▸ DIRECTIONS FOR THIS TASK
Select every line in the data below that contains the string "target" and copy each of those lines in full.

▬▬▬▬▬▬

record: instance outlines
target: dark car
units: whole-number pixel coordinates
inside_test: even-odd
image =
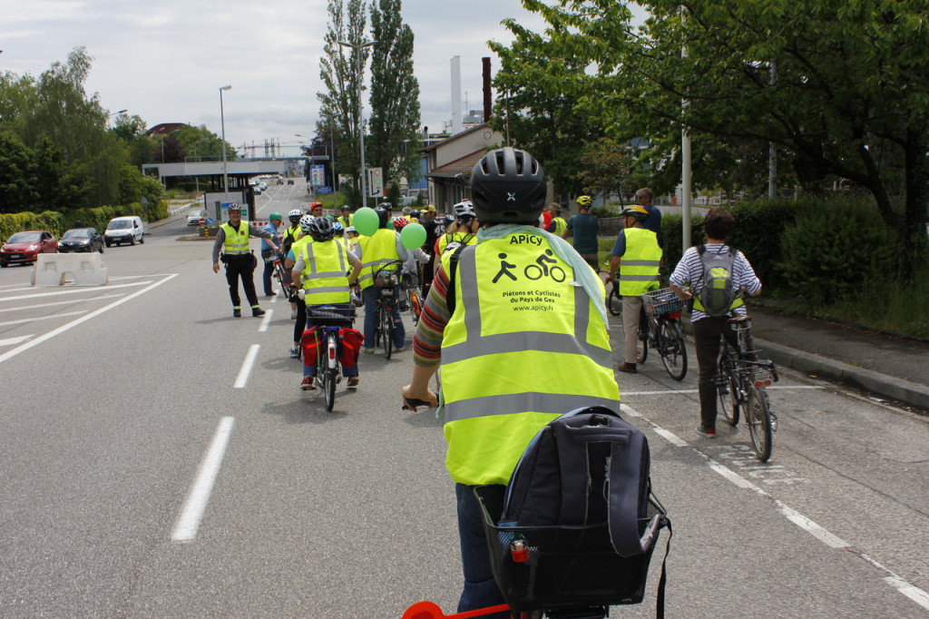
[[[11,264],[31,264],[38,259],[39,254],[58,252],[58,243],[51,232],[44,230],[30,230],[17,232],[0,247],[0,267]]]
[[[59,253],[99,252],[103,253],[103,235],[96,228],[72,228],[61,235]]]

▬▬▬▬▬▬

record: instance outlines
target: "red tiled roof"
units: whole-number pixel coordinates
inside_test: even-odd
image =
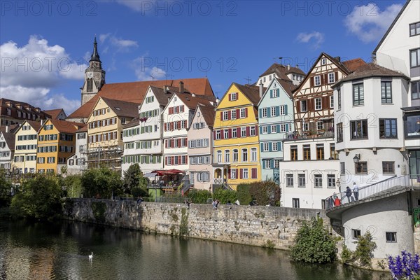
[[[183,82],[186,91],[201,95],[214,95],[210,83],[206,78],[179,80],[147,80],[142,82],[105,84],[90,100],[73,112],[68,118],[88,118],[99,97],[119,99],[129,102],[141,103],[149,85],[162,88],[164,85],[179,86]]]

▬▬▬▬▬▬

▸ EXPECTED ANSWER
target: dark car
target: "red tiled roof"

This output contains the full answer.